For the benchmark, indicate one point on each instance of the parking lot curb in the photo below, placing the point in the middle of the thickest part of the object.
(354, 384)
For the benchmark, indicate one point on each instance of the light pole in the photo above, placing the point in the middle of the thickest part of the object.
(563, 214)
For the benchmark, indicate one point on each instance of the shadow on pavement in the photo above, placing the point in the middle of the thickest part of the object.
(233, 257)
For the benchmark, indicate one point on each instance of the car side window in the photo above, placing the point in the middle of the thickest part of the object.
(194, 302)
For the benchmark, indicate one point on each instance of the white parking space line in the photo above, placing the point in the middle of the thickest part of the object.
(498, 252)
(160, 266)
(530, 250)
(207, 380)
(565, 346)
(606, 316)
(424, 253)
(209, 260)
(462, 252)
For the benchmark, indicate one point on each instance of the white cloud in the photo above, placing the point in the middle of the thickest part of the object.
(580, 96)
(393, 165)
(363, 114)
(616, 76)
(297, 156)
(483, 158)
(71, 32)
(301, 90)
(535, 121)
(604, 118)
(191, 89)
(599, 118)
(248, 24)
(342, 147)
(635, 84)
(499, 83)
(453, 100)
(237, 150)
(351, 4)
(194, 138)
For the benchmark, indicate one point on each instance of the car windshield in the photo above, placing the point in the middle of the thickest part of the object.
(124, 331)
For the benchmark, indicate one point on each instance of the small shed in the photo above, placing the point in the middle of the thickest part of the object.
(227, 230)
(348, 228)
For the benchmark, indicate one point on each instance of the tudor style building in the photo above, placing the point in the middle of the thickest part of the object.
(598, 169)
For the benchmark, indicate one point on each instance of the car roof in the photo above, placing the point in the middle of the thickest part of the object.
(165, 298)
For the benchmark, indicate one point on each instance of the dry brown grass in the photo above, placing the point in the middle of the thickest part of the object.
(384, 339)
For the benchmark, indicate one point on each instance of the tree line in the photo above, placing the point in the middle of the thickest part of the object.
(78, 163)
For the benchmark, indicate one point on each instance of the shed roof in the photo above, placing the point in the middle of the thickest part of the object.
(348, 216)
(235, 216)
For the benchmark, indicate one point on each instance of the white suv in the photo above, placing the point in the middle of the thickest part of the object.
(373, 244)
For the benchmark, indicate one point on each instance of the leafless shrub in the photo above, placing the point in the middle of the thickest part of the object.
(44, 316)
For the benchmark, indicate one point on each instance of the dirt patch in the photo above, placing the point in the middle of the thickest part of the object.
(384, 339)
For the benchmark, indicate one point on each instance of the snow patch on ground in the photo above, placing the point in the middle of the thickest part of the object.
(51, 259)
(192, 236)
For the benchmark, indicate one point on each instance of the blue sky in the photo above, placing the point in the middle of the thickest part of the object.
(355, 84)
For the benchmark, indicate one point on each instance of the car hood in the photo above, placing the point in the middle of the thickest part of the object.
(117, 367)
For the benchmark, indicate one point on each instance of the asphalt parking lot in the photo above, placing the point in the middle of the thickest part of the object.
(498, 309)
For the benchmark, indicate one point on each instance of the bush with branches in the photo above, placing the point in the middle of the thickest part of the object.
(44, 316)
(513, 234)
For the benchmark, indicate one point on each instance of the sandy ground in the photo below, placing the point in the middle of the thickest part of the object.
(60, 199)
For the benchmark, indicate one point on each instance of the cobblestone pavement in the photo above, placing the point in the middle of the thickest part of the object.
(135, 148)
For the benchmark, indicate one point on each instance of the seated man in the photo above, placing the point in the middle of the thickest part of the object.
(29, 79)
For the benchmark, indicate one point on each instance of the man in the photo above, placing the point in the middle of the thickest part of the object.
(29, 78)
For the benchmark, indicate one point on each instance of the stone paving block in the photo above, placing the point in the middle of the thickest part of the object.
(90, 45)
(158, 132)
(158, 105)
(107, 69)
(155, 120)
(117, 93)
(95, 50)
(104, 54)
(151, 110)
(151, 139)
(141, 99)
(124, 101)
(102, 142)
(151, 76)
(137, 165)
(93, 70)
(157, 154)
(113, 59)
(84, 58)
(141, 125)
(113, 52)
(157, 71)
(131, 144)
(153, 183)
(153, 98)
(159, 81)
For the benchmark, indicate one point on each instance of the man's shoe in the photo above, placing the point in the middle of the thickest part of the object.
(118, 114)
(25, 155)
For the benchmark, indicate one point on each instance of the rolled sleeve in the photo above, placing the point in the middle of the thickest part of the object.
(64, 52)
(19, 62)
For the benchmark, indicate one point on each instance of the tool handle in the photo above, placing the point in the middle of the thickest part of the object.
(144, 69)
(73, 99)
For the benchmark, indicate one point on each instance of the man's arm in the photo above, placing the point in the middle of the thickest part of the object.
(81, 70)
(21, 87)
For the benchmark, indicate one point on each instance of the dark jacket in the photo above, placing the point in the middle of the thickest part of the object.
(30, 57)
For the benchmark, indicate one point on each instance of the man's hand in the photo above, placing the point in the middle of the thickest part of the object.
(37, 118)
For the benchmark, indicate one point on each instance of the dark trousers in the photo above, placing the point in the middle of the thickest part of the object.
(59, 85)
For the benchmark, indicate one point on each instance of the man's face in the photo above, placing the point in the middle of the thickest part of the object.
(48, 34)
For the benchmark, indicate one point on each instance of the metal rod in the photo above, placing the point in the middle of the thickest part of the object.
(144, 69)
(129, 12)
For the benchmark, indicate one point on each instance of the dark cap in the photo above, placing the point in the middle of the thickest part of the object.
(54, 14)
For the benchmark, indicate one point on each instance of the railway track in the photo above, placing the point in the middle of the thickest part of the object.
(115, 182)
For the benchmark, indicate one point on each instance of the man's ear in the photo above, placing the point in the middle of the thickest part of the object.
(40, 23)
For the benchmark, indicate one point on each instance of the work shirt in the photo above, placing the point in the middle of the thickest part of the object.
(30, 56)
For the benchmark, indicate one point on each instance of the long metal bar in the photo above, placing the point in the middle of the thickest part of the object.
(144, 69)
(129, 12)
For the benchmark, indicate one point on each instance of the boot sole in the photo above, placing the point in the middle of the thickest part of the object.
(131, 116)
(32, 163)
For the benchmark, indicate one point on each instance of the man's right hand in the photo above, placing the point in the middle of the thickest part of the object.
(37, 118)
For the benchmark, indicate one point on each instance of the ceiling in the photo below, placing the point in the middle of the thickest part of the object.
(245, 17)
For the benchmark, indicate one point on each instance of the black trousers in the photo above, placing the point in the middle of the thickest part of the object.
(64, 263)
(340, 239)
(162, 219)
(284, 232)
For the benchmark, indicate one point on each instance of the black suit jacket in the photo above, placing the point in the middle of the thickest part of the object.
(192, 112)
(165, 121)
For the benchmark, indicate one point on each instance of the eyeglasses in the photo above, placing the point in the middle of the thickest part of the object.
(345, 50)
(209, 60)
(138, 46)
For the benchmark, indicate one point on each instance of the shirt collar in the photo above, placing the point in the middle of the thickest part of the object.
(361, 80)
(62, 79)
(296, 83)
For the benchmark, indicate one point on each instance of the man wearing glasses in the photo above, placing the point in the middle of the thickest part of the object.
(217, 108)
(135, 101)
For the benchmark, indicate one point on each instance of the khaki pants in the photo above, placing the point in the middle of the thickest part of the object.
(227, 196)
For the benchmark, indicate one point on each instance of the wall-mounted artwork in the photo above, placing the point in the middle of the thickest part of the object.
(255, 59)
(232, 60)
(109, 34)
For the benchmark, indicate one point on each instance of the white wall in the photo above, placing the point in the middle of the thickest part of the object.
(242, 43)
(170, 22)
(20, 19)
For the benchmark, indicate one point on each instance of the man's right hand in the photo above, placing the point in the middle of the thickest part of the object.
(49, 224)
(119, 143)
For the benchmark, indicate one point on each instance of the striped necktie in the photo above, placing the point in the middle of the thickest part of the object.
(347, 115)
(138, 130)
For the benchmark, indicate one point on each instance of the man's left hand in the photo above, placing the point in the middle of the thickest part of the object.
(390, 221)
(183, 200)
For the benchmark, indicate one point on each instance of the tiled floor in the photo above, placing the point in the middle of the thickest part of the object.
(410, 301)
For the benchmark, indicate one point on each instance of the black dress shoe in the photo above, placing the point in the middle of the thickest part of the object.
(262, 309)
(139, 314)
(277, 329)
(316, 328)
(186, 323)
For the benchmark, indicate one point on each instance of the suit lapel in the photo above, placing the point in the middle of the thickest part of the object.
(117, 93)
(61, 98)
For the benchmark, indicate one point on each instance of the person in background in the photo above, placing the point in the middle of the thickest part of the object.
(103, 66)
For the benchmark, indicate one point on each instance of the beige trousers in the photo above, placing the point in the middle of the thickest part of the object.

_ _ _ _ _

> **Exercise objective**
Return the lines above, from the one containing "of the striped" to the end, exactly as they stand.

> **Task response**
For the benchmark, indicate one point on each instance of the striped necktie in the photo above, placing the point in the middle of the thickest part of the object.
(347, 115)
(138, 130)
For the benchmark, indicate one point on each instance of the man's left hand in the photo above, placing the point in the middle of the thickest part of the object.
(390, 221)
(183, 200)
For the benchmark, indicate one point on each instance of the tiled floor in the photo above, placing the point in the middle of the thickest part of the object.
(410, 301)
For the benchmark, indicate one point on each instance of the black dress shoe in the photo above, placing the point in the middle of the thickest part of the object.
(262, 309)
(139, 314)
(277, 329)
(316, 328)
(186, 323)
For the benchmark, indicate one point on each instance of the suit lapel in the photo above, placing the point in the middle of the thickest part of the object.
(117, 93)
(61, 98)
For the benchmark, indicate one point on each instance of the person in background in the photo above, placing the point in the middle of the thickest part of the object.
(103, 66)
For the benchmark, indicate one point on each instance of the beige trousers in the photo above, placing the point in the middle of the thickest part of the object.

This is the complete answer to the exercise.